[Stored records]
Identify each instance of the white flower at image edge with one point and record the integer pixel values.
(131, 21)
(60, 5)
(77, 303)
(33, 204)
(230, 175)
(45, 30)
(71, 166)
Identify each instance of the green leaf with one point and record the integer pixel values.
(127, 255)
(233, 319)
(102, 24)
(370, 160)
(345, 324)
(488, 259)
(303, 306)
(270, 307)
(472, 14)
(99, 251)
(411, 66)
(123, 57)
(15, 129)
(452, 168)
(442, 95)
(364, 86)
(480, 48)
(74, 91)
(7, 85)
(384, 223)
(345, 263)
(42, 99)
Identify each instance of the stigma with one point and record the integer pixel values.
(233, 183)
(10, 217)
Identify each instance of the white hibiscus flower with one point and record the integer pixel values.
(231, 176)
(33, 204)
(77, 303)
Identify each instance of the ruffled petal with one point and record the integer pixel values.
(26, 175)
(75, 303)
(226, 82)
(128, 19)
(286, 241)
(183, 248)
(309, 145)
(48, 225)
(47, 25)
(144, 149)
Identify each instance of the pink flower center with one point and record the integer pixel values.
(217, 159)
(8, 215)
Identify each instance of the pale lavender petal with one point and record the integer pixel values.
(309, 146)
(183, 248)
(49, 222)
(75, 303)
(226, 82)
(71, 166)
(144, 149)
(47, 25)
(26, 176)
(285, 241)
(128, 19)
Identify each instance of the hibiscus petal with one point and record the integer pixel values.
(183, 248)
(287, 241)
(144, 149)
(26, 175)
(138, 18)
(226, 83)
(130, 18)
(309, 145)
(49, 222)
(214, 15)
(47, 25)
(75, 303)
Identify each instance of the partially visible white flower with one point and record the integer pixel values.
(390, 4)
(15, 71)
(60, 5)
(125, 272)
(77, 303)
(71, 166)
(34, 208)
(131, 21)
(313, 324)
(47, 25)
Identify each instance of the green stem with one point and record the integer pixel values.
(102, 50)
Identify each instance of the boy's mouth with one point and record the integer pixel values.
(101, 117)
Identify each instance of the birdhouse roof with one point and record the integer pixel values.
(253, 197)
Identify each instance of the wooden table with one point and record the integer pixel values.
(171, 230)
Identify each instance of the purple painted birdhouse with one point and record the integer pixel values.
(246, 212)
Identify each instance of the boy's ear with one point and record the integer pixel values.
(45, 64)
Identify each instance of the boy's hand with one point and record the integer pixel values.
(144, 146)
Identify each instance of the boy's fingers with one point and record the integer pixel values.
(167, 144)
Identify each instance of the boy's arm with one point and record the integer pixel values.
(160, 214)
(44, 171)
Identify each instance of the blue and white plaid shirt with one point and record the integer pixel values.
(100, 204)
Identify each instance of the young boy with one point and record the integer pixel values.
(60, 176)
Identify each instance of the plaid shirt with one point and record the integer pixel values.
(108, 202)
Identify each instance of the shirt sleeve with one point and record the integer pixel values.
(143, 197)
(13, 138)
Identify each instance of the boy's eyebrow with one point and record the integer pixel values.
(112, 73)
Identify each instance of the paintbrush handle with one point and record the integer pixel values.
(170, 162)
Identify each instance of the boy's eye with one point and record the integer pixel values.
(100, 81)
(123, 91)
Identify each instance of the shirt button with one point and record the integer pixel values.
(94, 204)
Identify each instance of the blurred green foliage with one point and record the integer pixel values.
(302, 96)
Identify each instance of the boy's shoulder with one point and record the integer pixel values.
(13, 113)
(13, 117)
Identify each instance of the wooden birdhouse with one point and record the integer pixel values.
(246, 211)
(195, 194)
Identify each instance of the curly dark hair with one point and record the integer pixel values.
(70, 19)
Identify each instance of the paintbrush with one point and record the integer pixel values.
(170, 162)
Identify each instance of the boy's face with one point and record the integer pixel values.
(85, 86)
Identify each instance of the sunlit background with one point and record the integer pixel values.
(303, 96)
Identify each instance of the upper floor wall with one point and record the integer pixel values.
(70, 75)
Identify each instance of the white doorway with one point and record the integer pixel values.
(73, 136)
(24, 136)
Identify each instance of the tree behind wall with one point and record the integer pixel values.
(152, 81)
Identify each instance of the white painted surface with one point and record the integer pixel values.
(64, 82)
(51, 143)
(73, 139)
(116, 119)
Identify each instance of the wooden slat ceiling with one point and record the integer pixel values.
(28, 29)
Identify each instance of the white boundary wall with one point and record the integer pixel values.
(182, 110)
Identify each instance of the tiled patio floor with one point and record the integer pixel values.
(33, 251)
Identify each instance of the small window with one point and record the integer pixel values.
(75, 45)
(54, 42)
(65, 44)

Work to do: Restate all of the entries above precisely.

Output for this task:
Identify each instance of the white flower at image edge with one point and record the integer pixel values.
(131, 21)
(60, 5)
(77, 303)
(33, 204)
(230, 175)
(45, 30)
(71, 166)
Identify each instance of the green leaf with one point and record the integer pixel values.
(127, 255)
(233, 319)
(102, 24)
(370, 160)
(345, 324)
(488, 259)
(303, 306)
(270, 307)
(472, 14)
(99, 251)
(411, 66)
(123, 57)
(15, 129)
(452, 168)
(442, 95)
(364, 86)
(480, 48)
(74, 91)
(7, 85)
(384, 223)
(345, 263)
(42, 99)
Identify each instance of the stigma with one point and record the integer pixel values.
(233, 183)
(10, 217)
Identify each instance of the white hibiscus flower with one point and record the integer pixel values.
(231, 176)
(33, 204)
(77, 303)
Identify each instance of the ruffled petal with one point and record the integer pixel values.
(26, 175)
(75, 303)
(226, 82)
(128, 19)
(286, 241)
(183, 248)
(309, 145)
(48, 225)
(47, 25)
(144, 149)
Identify each instance of the pink flower center with one point and record the integer pixel values.
(217, 159)
(8, 215)
Identify each instance of the pale lavender petal with one point and record the integer pixel values.
(309, 146)
(183, 248)
(49, 222)
(75, 303)
(226, 82)
(71, 166)
(144, 149)
(47, 25)
(26, 176)
(285, 241)
(128, 19)
Identify each instance of the hibiscus petal with one point and record the integer pixel values.
(183, 248)
(287, 241)
(144, 149)
(26, 175)
(138, 18)
(226, 83)
(130, 18)
(309, 145)
(49, 222)
(214, 15)
(47, 25)
(75, 303)
Identify each instance of the partially visible white flower with one point and record the integer pixel values.
(390, 4)
(15, 71)
(60, 5)
(125, 272)
(77, 303)
(71, 166)
(34, 208)
(131, 21)
(313, 324)
(47, 25)
Identify each instance of the green stem with one point and record the integer pixel values.
(102, 50)
Identify each instance of the boy's mouth with one point and record the integer pixel values.
(101, 117)
Identify each instance of the birdhouse roof with one point and record the integer pixel values.
(253, 197)
Identify each instance of the wooden table with one point and record the integer pixel values.
(171, 230)
Identify each instance of the purple painted birdhouse with one point and record the integer pixel values.
(246, 212)
Identify each instance of the boy's ear with one point and record the integer pixel values.
(45, 64)
Identify each instance of the boy's hand with one point and record the integer pixel values.
(144, 146)
Identify each instance of the boy's fingers with one point and record the integer pixel values.
(167, 144)
Identify each instance of the boy's arm with one point and record the integer pixel values.
(160, 214)
(44, 171)
Identify each instance of the blue and white plaid shirt with one point and record the integer pixel values.
(100, 204)
Identify each instance of the young boy with one point and record the integer pixel values.
(60, 176)
Identify each instance of the plaid shirt with one point and record the integer pixel values.
(108, 202)
Identify each instance of the shirt sleeve with one point and record the integer pixel values.
(143, 197)
(13, 138)
Identify each instance of the boy's eyebrow with one point and record the integer pixel values.
(112, 73)
Identify each instance of the paintbrush handle with one point and record the integer pixel values.
(170, 162)
Identify each instance of the boy's eye with one point and record the integer pixel values.
(100, 81)
(123, 91)
Identify each instance of the shirt button with one point and record the integer pixel values.
(94, 204)
Identify each instance of the blurred green foliage with one point and record the integer pixel values.
(302, 96)
Identify each instance of the boy's shoulder with one point and record the integer pixel values.
(13, 113)
(13, 117)
Identify each instance of the wooden birdhouse with one point and record the integer pixel values.
(246, 211)
(195, 194)
Identify each instance of the curly dark hair with one point and record the integer pixel values.
(70, 19)
Identify each instance of the paintbrush with one point and record the integer pixel values.
(170, 162)
Identify each instance of the boy's face with one point and record the integer pixel values.
(85, 86)
Identify each instance of the sunlit background with one point and record the integer pixel values.
(303, 96)
Identify each instance of the upper floor wall with one point and record the integer pixel values.
(70, 75)
Identify each instance of the white doorway with one point and record the integer pixel values.
(73, 136)
(24, 136)
Identify each instance of the tree behind wall with one point and record the integer pixel values.
(152, 81)
Identify each instance of the white painted surface with one point and record the integer pixel values.
(64, 82)
(51, 143)
(73, 139)
(116, 119)
Identify each instance of the wooden slat ceiling with one point and record the integer pixel values.
(28, 29)
Identify each instance of the white boundary wall with one point and record the integer pixel values.
(182, 110)
Identify each instance of the tiled patio floor with one point and record the integer pixel values.
(33, 251)
Identify each instance of the small window with one point and record the integer pixel values.
(75, 45)
(54, 42)
(65, 44)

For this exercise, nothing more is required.